## WORK INSTRUCTIONS
Beginning with the first line of the data below, reproduce every line unchanged, ending with the line that holds "The rings of".

┌──

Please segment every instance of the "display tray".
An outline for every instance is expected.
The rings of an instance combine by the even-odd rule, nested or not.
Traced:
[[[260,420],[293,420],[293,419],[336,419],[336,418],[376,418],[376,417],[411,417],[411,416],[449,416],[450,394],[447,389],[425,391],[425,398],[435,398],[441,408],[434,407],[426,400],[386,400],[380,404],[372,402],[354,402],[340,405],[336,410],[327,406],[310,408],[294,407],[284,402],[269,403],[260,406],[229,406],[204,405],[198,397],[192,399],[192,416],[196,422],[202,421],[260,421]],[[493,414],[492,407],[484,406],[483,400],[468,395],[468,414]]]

└──

## WRITTEN ANSWER
Please segment every instance of the "display tray".
An outline for every instance is expected.
The rings of an instance combine by the even-odd rule, nested or not.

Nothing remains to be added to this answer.